DATA SHOWN ▸

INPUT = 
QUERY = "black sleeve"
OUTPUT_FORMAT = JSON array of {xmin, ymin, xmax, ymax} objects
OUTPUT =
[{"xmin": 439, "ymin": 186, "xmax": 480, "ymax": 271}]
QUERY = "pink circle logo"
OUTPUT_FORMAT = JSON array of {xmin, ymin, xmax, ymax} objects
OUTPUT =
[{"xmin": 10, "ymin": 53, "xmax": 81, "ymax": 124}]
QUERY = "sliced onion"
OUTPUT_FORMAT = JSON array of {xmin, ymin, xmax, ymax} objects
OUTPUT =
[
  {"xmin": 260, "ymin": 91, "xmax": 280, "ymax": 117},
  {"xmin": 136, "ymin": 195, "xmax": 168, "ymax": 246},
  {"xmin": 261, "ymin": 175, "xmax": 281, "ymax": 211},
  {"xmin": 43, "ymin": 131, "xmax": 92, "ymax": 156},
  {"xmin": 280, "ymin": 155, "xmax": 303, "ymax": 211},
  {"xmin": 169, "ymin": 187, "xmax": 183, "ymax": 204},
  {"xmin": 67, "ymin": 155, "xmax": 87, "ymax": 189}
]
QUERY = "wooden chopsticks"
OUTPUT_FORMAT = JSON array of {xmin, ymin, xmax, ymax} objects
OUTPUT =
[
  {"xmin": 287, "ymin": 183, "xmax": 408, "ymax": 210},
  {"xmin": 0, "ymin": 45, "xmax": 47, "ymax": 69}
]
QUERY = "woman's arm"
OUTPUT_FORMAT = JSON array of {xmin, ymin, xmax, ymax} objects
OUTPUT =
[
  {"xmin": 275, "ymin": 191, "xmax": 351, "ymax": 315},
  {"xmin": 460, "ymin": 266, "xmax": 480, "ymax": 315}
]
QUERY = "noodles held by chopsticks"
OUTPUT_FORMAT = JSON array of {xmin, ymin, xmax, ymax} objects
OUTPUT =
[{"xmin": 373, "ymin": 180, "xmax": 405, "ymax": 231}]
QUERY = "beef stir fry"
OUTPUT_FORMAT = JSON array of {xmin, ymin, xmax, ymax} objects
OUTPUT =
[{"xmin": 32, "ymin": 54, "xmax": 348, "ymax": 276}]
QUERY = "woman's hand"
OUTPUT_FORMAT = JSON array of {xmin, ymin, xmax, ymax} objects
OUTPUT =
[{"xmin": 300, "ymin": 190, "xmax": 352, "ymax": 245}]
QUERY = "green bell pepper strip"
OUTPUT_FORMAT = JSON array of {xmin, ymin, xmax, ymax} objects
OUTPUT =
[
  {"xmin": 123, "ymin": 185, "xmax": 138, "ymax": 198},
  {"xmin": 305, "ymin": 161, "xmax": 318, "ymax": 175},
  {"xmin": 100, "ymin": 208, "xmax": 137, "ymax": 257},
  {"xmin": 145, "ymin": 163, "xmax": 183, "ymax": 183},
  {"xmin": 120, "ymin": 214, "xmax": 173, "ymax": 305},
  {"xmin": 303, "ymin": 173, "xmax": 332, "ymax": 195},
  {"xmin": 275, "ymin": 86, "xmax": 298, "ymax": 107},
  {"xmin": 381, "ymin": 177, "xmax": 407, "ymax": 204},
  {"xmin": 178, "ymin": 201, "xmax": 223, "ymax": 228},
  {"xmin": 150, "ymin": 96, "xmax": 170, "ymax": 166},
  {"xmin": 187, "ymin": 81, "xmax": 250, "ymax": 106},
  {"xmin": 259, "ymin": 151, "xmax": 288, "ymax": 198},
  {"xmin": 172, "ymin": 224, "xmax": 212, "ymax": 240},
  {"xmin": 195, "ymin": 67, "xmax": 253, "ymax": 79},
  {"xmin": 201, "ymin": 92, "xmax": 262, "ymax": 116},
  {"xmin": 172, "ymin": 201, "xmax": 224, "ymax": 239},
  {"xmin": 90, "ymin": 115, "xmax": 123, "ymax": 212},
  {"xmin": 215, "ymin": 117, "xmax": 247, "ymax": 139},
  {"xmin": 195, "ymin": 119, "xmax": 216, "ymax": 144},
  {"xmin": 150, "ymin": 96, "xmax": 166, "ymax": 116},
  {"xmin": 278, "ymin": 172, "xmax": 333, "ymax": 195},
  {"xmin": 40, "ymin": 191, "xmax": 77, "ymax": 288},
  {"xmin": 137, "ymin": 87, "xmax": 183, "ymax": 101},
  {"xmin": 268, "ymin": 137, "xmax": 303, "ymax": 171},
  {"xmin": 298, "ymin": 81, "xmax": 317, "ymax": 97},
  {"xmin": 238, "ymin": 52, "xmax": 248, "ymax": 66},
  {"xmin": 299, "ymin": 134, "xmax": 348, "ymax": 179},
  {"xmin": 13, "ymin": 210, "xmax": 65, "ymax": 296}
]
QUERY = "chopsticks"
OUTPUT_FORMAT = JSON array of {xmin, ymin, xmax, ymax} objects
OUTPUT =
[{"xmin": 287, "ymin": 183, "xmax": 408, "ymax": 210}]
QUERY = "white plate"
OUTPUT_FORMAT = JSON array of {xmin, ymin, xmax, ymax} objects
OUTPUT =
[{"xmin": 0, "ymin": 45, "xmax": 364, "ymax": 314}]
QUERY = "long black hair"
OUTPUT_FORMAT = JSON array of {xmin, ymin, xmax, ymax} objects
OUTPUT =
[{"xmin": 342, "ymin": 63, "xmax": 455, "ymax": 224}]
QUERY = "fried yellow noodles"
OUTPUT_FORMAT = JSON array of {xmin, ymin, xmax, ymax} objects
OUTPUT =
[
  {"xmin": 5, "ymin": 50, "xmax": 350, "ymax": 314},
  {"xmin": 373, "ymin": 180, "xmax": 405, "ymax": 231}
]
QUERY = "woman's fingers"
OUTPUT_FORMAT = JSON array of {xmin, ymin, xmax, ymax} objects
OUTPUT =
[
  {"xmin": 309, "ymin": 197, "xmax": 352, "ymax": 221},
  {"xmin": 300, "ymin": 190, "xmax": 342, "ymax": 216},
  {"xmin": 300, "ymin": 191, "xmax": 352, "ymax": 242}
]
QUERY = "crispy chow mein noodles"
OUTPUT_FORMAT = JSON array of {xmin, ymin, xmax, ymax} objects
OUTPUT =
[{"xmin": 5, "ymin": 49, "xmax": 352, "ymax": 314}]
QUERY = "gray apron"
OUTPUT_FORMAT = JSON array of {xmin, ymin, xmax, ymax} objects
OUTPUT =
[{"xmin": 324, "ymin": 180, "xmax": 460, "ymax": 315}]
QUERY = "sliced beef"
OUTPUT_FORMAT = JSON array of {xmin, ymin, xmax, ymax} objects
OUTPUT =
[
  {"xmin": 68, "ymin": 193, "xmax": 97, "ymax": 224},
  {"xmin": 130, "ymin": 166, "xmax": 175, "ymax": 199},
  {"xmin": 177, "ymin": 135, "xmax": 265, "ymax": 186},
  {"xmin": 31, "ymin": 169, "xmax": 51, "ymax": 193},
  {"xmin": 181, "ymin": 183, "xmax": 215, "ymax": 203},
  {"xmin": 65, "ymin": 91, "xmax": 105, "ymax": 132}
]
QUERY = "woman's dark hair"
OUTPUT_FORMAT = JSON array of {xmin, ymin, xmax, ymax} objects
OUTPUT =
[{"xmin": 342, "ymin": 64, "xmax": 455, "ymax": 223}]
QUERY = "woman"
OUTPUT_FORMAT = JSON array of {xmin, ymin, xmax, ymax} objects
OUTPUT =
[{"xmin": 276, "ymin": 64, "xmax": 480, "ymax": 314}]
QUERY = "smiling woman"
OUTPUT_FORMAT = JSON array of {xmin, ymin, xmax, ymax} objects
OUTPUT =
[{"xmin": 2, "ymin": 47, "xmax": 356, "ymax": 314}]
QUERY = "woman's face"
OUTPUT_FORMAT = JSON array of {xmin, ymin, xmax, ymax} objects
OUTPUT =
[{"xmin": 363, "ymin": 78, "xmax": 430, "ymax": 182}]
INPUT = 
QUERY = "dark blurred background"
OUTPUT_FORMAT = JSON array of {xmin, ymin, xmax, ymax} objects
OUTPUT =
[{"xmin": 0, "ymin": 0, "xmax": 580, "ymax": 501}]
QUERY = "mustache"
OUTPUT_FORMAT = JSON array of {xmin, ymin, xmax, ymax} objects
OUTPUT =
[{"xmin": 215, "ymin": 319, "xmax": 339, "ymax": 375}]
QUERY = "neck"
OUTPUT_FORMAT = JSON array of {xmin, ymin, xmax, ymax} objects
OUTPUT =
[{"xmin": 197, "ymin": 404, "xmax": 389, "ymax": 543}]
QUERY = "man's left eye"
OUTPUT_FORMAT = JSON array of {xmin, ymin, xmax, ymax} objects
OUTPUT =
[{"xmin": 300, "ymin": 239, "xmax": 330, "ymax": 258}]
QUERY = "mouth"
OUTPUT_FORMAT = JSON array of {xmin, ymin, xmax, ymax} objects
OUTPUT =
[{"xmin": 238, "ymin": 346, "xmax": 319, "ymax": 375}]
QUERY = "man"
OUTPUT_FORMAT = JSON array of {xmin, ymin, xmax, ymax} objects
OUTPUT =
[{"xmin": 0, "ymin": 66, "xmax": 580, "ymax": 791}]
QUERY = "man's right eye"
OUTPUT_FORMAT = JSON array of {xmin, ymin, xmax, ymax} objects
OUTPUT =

WHAT TO DO ▸ List every line of the data above that contains the string "dark", matching case exactly.

FINISHED TASK ▸
QUERY = "woman's dark hair"
QUERY = "dark blurred background"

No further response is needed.